→ **Exercise task**
Repeat word for word the lines from the one holding "Practice. Identify the man with" through the end, both ends included, and leave out every picture.

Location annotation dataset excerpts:
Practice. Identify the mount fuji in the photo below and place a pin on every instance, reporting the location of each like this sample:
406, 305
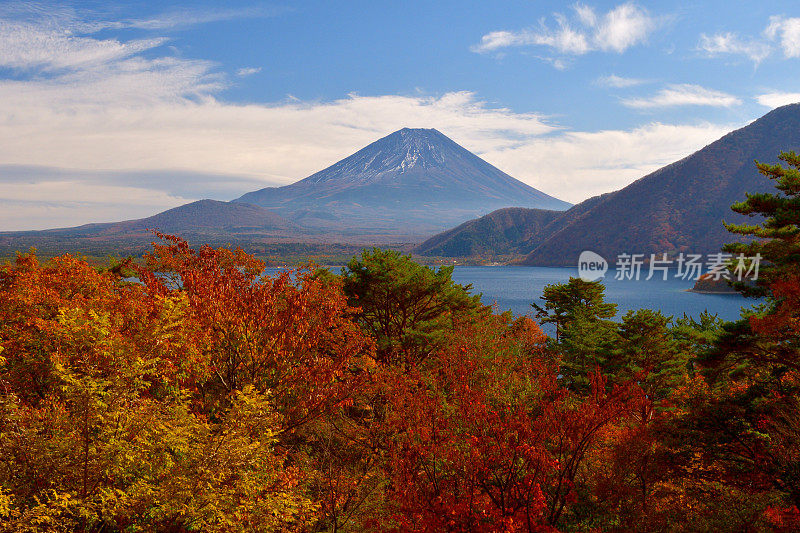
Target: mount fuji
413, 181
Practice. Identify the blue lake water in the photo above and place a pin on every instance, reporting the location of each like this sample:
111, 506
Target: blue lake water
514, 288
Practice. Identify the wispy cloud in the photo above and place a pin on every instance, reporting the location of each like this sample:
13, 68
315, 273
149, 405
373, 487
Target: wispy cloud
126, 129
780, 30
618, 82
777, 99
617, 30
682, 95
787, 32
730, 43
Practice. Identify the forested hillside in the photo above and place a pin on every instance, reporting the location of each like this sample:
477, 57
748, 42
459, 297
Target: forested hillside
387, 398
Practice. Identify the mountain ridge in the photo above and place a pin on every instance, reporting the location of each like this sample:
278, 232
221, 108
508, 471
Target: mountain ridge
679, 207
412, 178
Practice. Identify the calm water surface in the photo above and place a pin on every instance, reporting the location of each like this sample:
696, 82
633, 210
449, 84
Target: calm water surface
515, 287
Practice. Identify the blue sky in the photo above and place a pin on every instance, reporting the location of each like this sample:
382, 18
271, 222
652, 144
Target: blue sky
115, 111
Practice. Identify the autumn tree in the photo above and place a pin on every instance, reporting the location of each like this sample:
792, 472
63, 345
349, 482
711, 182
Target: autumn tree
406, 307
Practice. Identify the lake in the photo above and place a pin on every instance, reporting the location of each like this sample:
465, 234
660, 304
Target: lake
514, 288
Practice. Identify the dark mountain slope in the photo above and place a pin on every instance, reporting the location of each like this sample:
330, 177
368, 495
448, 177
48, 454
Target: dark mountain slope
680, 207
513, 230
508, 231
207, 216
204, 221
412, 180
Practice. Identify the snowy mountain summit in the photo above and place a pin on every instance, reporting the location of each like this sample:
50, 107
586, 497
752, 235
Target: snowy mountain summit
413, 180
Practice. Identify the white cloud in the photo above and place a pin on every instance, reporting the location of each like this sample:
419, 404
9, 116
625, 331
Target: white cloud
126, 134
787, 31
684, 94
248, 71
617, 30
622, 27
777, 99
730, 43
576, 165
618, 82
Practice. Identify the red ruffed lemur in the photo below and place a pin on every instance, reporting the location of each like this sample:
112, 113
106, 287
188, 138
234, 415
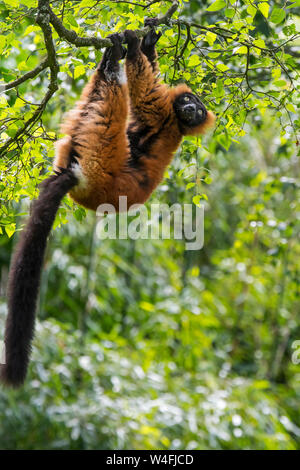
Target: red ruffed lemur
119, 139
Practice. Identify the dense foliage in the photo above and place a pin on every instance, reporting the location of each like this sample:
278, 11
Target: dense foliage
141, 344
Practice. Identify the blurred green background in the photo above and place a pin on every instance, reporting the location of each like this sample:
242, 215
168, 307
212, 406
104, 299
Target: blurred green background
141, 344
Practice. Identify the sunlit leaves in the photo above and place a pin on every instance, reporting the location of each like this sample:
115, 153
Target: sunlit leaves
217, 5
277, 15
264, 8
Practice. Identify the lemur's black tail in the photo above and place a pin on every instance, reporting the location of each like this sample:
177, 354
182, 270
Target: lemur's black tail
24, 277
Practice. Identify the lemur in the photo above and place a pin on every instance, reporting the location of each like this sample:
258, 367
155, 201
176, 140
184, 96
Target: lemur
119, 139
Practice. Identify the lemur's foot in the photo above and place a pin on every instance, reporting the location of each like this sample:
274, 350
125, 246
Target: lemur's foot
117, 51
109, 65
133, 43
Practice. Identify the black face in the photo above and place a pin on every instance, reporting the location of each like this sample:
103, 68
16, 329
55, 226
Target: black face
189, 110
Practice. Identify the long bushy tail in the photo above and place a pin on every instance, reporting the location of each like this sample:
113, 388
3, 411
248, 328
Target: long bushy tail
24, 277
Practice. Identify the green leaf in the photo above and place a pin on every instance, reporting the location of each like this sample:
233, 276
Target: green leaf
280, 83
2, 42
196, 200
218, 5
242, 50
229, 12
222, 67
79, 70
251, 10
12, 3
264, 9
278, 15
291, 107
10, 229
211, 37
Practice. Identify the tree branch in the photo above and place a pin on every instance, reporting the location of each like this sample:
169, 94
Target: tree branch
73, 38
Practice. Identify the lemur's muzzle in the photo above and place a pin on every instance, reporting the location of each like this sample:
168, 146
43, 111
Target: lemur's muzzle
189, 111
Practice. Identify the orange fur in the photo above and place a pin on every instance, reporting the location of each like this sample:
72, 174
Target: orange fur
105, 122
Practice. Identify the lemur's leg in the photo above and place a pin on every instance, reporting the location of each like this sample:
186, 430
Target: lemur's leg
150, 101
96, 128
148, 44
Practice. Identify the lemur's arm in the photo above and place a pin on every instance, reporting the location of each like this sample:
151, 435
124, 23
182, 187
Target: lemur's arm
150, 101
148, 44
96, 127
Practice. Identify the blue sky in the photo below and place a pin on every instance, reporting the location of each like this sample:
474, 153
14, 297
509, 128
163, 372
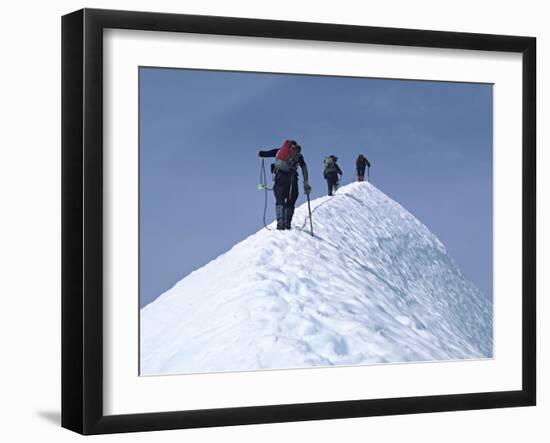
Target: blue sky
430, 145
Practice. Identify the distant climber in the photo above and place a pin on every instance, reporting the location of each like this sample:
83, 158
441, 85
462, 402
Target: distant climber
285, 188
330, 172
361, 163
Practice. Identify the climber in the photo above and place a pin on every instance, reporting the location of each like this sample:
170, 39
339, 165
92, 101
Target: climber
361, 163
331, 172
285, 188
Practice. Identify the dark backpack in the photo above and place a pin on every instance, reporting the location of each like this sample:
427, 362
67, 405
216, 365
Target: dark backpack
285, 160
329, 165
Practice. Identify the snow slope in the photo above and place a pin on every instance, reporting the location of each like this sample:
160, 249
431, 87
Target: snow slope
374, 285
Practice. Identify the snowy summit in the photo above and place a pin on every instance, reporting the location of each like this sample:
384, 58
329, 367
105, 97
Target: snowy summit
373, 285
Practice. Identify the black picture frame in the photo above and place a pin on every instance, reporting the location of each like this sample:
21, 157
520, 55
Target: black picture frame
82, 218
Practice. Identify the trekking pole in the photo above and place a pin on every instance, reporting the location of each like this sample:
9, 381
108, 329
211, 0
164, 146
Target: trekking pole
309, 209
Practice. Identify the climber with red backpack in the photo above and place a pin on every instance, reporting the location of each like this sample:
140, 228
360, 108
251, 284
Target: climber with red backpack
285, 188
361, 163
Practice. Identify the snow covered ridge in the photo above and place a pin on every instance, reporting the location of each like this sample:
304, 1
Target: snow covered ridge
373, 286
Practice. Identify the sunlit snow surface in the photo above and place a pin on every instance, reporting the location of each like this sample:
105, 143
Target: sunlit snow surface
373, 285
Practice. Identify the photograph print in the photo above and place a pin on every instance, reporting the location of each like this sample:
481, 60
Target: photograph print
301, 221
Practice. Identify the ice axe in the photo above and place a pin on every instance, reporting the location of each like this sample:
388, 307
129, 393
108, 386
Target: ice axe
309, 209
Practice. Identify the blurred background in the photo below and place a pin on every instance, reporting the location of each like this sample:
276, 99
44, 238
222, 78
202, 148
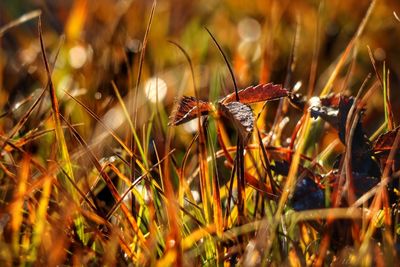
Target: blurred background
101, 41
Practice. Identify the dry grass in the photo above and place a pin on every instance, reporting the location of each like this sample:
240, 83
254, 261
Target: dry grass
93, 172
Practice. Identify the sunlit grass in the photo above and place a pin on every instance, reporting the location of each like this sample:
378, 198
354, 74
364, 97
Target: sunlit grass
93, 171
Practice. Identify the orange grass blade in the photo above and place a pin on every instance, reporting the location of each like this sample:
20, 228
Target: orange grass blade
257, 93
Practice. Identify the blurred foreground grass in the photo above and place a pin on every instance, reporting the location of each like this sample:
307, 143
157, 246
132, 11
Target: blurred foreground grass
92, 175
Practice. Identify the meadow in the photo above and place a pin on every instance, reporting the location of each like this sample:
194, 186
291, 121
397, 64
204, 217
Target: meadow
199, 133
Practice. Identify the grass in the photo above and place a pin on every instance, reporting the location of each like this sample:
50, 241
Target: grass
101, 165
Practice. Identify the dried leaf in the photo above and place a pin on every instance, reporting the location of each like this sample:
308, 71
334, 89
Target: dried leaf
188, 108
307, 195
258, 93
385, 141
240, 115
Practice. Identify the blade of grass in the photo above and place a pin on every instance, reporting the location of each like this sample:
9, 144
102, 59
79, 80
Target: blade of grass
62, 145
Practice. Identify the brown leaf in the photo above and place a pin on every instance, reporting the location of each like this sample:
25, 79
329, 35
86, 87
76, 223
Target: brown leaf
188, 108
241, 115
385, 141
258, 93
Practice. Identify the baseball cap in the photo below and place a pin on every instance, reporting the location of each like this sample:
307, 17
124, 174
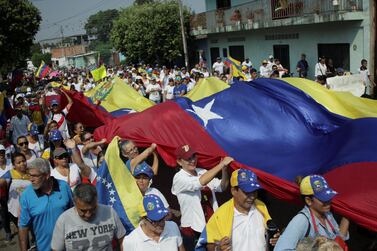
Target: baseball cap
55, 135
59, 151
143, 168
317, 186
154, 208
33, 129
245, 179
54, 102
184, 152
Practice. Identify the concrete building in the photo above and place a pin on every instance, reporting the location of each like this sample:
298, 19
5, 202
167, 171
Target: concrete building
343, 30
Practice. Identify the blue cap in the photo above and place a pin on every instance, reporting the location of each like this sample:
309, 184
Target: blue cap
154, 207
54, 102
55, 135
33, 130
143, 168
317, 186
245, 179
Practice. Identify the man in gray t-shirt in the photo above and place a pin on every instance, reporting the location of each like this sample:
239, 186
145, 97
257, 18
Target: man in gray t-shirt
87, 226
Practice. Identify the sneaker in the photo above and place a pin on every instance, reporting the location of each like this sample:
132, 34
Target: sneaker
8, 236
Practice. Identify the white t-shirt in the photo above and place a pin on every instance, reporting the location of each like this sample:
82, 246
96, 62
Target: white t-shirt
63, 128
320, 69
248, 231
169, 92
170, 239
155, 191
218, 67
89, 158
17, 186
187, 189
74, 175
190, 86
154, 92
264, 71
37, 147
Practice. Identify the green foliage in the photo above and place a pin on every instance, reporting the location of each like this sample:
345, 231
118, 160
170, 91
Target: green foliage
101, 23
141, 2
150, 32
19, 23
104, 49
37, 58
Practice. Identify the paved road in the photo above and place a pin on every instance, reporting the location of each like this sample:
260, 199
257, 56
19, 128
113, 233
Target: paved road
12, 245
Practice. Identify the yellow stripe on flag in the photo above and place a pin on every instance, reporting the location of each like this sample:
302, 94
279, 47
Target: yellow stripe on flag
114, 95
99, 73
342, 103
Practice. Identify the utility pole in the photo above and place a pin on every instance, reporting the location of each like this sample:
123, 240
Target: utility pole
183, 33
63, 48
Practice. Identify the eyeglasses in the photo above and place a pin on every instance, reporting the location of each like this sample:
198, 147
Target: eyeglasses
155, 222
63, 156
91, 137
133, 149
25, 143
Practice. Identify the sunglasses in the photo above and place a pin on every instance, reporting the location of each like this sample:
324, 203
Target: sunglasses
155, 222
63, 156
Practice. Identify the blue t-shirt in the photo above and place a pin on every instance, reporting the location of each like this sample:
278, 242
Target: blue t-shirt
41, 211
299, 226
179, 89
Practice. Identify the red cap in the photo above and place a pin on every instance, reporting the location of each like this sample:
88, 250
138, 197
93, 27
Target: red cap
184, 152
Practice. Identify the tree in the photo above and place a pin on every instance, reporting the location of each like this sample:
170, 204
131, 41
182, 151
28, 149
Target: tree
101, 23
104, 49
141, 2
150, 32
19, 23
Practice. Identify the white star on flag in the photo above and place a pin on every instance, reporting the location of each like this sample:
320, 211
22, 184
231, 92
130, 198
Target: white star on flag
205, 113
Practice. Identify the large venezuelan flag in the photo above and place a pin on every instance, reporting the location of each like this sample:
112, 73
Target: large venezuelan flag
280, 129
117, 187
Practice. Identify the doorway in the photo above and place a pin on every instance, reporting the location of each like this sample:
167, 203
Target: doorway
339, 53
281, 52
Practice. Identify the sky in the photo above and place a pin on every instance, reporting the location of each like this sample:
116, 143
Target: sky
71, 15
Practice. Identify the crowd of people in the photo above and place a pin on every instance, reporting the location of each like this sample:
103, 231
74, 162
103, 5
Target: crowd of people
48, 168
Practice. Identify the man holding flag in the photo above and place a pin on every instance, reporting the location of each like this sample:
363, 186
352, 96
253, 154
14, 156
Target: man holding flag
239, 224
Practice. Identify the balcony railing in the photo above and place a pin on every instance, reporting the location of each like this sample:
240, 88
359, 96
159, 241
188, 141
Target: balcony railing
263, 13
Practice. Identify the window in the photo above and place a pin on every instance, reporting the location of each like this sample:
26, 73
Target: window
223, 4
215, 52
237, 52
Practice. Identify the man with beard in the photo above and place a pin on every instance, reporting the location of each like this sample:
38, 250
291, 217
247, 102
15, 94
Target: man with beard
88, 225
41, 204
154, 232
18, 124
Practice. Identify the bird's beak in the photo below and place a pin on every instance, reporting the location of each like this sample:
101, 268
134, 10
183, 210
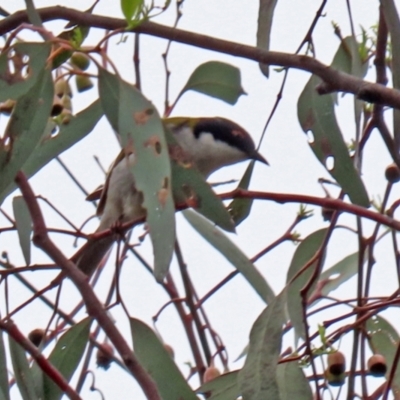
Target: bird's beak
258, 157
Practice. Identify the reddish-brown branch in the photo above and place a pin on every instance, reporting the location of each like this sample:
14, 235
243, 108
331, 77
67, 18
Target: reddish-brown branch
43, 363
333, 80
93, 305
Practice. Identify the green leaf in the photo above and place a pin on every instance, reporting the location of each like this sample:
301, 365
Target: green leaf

→ **Exercise output**
Practice. Identify the man with beard in the photo above and place a pin on every instance, reporting the location of each like this sample:
38, 250
291, 217
247, 102
15, 94
Target: man with beard
88, 225
41, 204
154, 232
18, 124
Practice. Identify the bird's beak in the photo below and place a pin on every instance, reporting the location of each like this sample:
101, 268
134, 10
183, 210
Target: bird's beak
258, 157
Practice. Identify the reddish-brown branch in the photo above and place a pin on every instance, reporting the location of each like this sample:
14, 235
243, 108
331, 77
67, 18
Target: reddish-brown branch
43, 363
333, 80
93, 305
Practice. Identify the green leaf in the photo above and place a pin on every instance, reporting the location of each like this sample:
301, 365
Target: green leaf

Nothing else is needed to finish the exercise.